Write out exactly the lines that run from the one containing "Query: brown vegetation" to the end of the entries below, with both end lines included.

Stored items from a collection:

● ● ● ●

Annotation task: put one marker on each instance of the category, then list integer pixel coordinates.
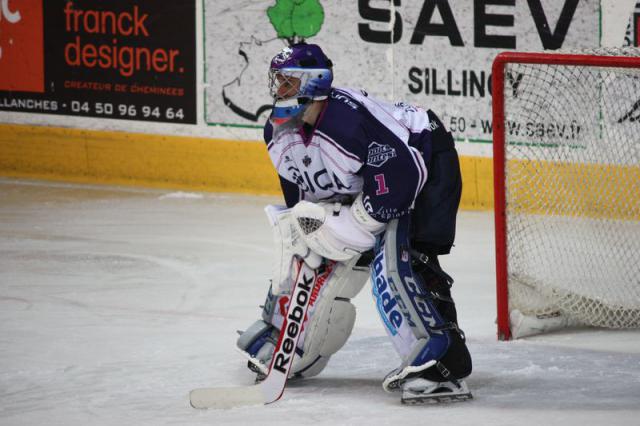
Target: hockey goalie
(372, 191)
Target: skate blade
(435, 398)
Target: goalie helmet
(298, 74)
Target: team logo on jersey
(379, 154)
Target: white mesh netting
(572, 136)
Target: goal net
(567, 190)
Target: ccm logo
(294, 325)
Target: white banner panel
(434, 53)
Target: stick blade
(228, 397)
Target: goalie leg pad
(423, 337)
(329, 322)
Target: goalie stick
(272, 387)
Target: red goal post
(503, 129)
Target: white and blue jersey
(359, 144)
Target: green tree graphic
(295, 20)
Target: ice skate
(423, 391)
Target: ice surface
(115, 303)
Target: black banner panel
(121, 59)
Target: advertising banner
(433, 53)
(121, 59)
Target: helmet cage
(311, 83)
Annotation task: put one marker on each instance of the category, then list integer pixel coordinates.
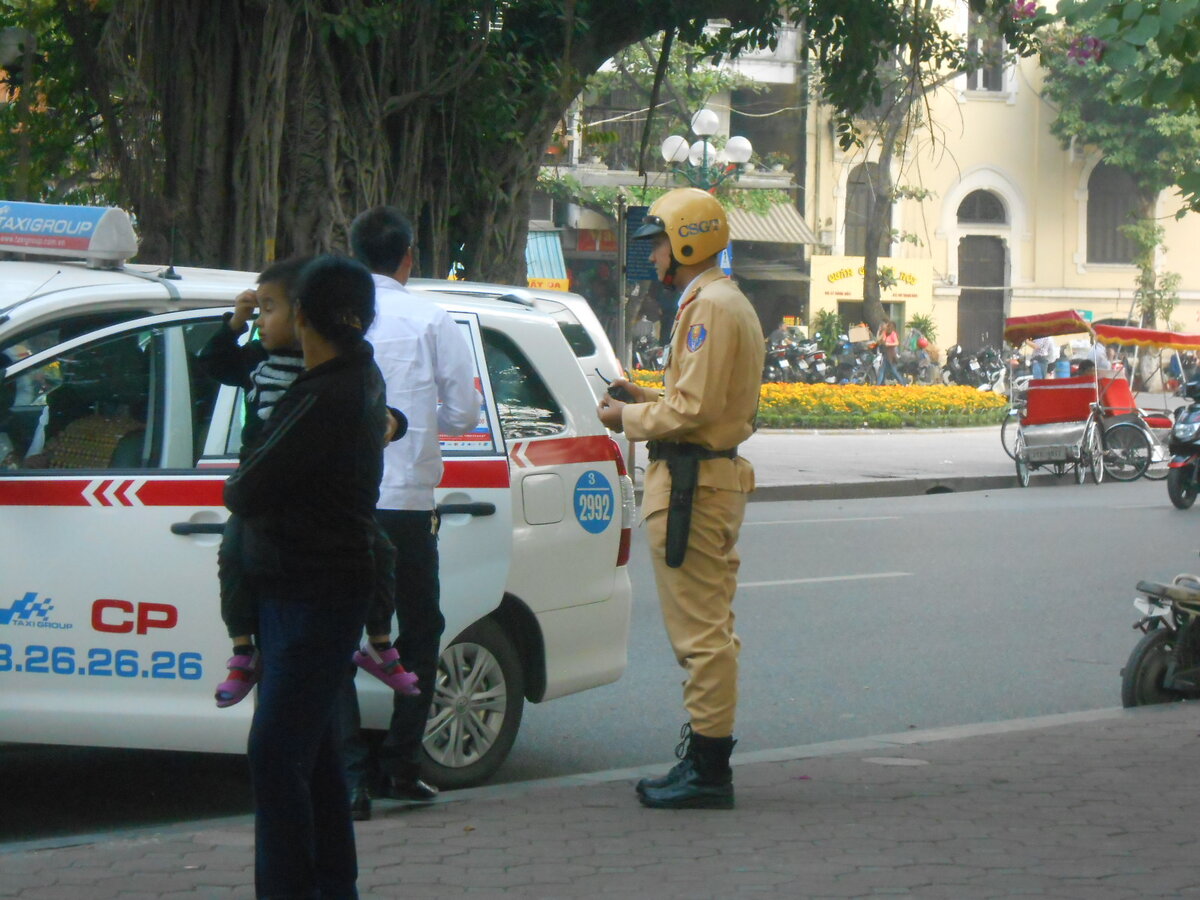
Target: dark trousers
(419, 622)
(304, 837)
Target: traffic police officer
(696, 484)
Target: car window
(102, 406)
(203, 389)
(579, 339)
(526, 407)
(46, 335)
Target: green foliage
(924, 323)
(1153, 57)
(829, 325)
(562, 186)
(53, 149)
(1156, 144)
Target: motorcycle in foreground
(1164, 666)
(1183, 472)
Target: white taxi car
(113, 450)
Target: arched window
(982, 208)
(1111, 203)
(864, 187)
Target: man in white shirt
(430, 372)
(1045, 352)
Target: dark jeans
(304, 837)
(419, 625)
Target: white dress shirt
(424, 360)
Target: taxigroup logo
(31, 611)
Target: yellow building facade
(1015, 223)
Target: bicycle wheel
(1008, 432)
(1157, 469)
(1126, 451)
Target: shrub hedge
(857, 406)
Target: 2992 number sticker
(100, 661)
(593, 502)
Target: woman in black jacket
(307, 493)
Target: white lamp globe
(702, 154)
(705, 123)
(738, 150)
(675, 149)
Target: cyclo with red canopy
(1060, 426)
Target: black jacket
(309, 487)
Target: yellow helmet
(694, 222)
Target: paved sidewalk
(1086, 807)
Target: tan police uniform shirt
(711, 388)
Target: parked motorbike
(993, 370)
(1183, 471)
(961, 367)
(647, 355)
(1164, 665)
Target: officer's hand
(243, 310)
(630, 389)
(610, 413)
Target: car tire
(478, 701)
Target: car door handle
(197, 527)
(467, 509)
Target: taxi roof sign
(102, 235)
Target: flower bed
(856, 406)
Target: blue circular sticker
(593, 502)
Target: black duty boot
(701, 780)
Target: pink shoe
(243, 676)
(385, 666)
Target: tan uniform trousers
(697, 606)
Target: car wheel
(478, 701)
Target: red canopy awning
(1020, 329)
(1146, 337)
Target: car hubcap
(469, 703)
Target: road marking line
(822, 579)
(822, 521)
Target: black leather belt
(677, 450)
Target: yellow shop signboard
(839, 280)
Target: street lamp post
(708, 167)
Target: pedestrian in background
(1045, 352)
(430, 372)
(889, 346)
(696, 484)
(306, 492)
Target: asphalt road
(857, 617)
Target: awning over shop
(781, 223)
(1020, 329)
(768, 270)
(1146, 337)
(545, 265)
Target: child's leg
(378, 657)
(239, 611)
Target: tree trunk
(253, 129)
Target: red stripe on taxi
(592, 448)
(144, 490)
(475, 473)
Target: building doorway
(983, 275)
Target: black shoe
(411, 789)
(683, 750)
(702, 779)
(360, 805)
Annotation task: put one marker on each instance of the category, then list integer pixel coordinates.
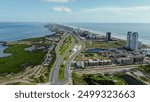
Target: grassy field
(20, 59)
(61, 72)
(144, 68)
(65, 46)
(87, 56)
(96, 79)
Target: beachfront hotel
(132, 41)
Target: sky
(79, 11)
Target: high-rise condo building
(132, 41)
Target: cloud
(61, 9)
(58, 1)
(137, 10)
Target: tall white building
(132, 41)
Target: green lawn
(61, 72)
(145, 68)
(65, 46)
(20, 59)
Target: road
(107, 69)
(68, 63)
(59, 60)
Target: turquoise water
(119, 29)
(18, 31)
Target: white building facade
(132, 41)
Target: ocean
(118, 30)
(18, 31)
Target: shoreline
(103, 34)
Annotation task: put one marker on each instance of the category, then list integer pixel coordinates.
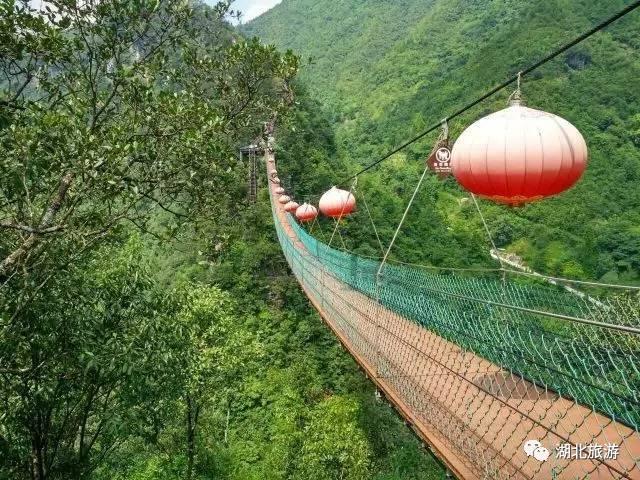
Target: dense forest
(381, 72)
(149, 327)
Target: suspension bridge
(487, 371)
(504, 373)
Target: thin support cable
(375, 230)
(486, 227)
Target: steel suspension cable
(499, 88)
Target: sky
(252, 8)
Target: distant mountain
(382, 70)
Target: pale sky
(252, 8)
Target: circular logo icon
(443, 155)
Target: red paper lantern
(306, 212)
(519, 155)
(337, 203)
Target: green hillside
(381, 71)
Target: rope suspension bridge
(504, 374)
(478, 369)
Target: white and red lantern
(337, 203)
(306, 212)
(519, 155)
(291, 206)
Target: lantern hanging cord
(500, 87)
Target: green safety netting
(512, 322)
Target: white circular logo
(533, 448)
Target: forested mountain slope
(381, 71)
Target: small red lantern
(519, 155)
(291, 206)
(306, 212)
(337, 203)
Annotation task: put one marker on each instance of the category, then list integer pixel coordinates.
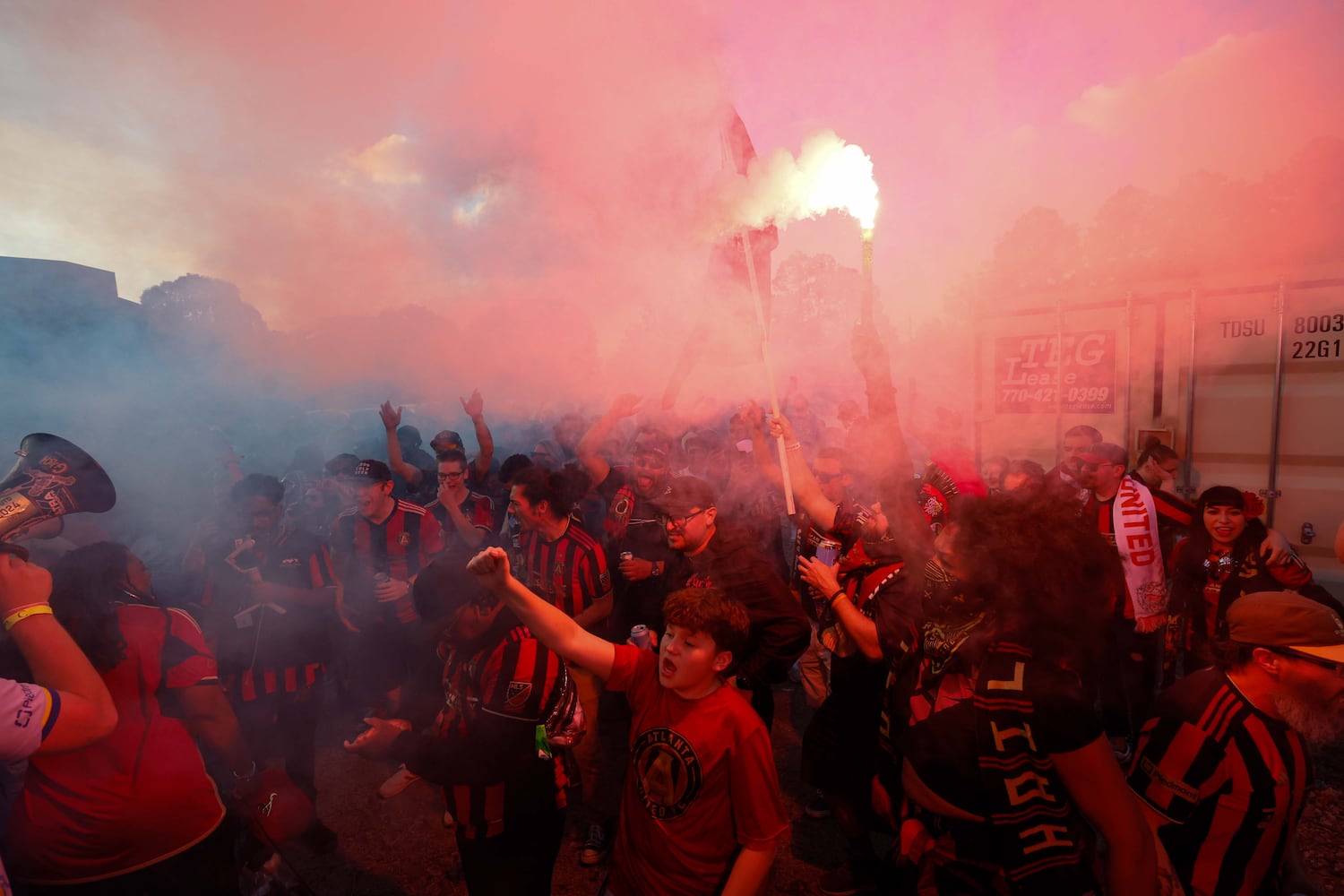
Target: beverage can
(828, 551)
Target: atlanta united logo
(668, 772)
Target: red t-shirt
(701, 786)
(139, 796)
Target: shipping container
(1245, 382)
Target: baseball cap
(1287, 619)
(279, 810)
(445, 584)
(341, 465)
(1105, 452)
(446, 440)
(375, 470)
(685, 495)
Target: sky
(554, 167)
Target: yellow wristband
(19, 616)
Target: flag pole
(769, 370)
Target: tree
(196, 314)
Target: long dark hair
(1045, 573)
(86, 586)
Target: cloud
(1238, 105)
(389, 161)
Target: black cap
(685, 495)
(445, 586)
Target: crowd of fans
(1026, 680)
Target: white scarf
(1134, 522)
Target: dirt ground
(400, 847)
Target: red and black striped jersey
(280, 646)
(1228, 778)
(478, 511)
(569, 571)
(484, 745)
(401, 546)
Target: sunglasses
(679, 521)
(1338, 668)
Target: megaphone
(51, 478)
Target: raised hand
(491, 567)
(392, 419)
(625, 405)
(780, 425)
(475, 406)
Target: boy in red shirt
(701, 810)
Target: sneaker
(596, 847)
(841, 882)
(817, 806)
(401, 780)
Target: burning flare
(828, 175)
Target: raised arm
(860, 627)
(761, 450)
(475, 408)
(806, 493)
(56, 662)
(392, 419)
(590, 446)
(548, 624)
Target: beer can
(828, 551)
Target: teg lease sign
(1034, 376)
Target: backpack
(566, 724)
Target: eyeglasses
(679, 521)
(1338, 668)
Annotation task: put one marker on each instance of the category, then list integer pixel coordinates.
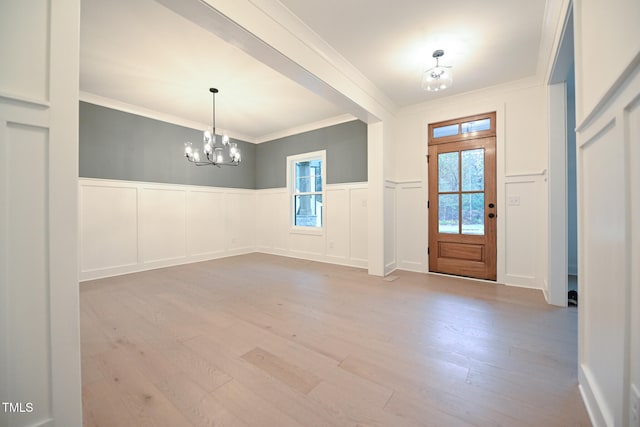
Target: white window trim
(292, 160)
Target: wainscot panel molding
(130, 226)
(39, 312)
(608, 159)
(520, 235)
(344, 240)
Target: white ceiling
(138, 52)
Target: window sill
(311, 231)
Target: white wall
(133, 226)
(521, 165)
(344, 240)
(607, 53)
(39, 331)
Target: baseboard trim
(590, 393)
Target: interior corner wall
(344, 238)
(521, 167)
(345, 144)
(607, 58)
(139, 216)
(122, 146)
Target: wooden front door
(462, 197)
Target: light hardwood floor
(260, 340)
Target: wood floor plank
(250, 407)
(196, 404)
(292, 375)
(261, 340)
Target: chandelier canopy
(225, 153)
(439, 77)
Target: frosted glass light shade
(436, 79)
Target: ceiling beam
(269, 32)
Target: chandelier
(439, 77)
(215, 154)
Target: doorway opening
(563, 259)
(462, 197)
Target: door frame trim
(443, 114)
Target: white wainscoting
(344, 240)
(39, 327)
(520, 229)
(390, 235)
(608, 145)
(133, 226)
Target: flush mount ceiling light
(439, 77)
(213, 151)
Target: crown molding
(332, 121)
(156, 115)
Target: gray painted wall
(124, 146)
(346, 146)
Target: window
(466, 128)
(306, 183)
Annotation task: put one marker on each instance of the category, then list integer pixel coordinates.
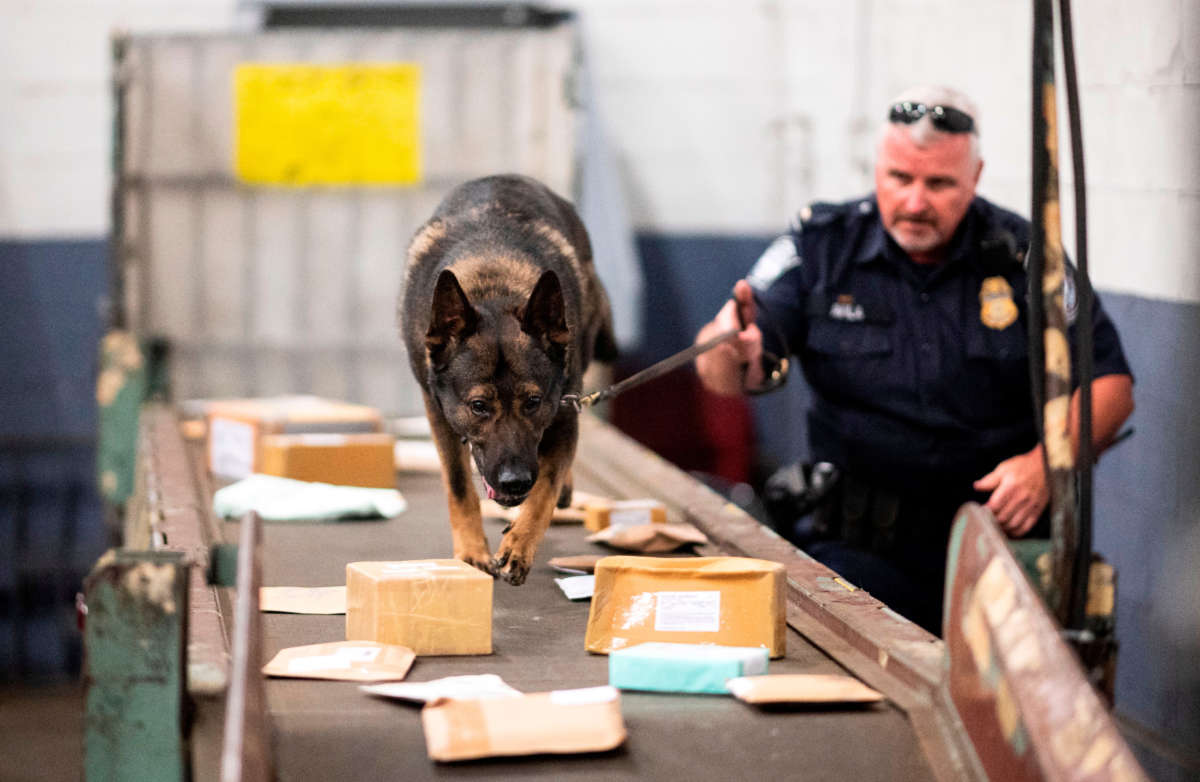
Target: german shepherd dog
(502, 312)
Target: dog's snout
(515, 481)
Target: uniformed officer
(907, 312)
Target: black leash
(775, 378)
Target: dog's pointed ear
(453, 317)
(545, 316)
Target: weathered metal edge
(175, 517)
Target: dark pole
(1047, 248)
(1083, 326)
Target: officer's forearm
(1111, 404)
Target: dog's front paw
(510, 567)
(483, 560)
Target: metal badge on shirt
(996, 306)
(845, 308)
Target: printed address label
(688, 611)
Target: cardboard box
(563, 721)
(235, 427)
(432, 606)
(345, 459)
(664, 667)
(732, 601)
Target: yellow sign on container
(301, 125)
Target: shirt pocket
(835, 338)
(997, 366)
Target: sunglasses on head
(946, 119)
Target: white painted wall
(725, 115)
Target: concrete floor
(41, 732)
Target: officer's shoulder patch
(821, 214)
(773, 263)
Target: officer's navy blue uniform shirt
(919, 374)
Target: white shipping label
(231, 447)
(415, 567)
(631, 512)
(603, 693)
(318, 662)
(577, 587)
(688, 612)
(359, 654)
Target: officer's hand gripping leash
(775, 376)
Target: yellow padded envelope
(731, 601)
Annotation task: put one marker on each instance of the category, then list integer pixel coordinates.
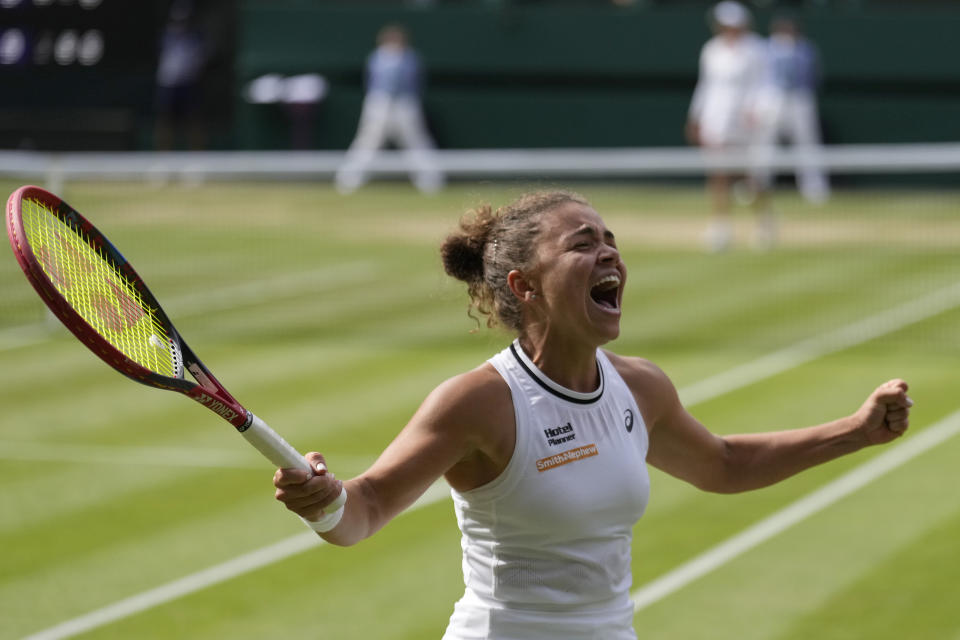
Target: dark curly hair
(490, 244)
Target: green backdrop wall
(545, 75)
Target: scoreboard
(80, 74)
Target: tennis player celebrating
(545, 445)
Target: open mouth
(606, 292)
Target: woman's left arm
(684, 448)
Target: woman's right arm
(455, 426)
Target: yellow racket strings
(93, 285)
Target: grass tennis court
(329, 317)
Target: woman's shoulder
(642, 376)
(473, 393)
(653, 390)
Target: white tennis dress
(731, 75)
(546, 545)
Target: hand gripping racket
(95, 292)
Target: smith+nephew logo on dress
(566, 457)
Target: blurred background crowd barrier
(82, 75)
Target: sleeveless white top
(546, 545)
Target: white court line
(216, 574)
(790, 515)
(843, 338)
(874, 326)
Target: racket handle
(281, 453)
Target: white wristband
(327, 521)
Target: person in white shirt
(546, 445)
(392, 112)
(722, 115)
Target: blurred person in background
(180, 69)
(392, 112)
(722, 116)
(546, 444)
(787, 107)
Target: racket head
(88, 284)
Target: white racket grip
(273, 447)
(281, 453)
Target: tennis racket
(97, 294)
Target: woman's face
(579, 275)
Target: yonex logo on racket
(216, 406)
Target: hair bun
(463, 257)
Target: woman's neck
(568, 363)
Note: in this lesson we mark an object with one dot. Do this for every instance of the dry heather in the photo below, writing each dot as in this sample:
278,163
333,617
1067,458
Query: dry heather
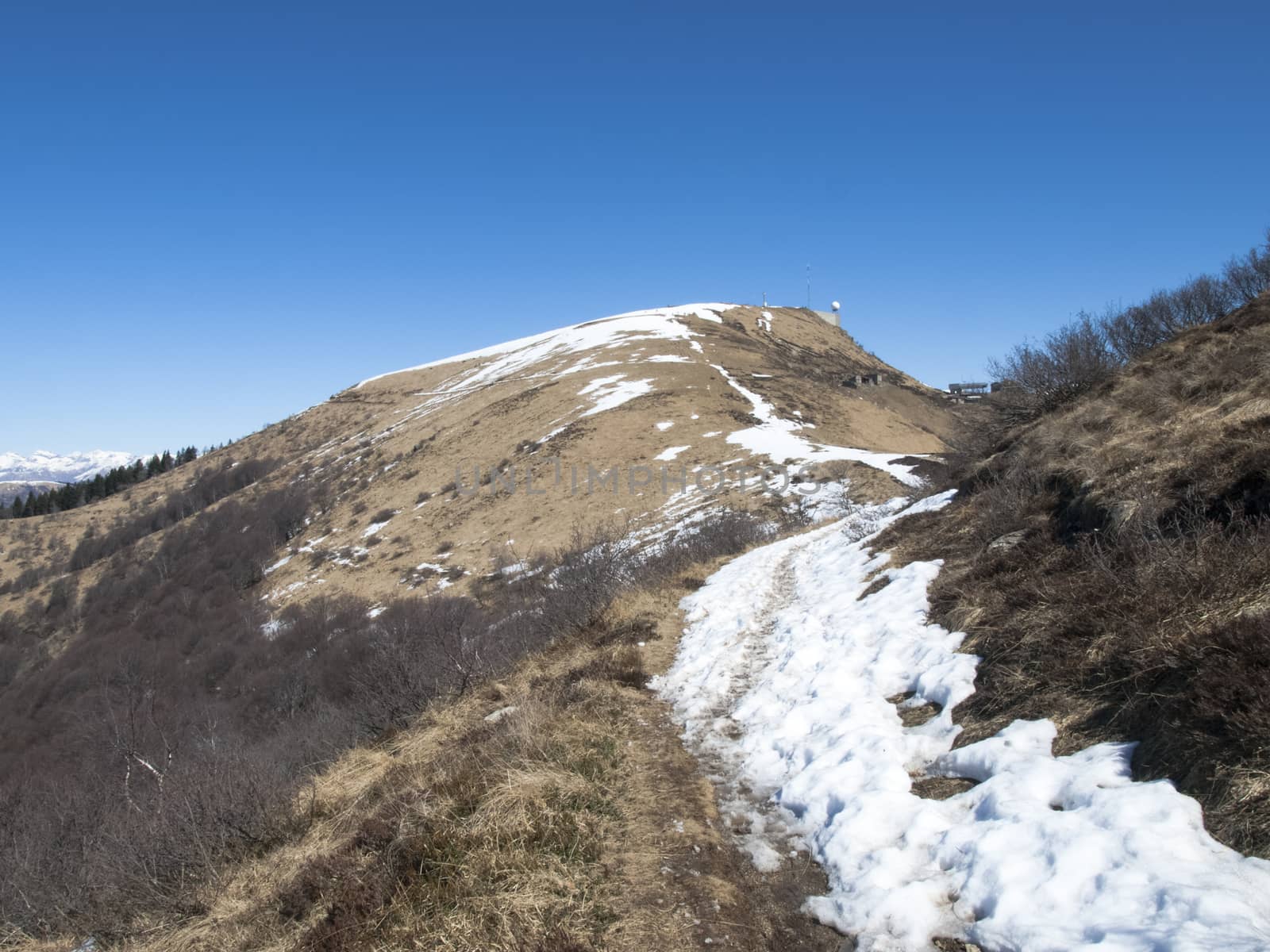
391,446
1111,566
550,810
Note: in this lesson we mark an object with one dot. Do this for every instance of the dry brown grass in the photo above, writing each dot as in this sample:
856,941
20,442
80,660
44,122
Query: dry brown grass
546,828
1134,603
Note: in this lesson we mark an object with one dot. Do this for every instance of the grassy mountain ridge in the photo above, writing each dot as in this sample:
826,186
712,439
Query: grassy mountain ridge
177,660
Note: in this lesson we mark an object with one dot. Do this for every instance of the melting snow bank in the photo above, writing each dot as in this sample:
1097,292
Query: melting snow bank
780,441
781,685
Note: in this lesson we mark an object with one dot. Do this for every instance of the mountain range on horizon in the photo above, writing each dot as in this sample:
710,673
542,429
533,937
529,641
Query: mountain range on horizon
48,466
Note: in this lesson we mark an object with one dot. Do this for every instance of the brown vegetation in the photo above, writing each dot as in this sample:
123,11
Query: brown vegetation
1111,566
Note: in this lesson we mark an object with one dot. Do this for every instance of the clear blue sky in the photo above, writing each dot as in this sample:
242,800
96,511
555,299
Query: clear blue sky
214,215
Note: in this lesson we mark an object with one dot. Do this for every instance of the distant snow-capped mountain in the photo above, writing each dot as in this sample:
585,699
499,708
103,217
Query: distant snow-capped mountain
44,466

● ● ● ●

# EXERCISE OUTPUT:
Query: brown vegetation
1111,566
Note: in this lesson we mark an object with one dot. Do this for every instance of the clear blue sky in the photo above, writing each dot as in this sample:
242,800
96,511
555,299
Query: clear blue sky
214,215
Note: in this lesson we mark an object with one dot. Do this for every instance of the distant snow-capped mountain in the photo above, writing each dot as in this sample:
585,699
499,708
103,217
Query: distant snow-capped mountain
44,466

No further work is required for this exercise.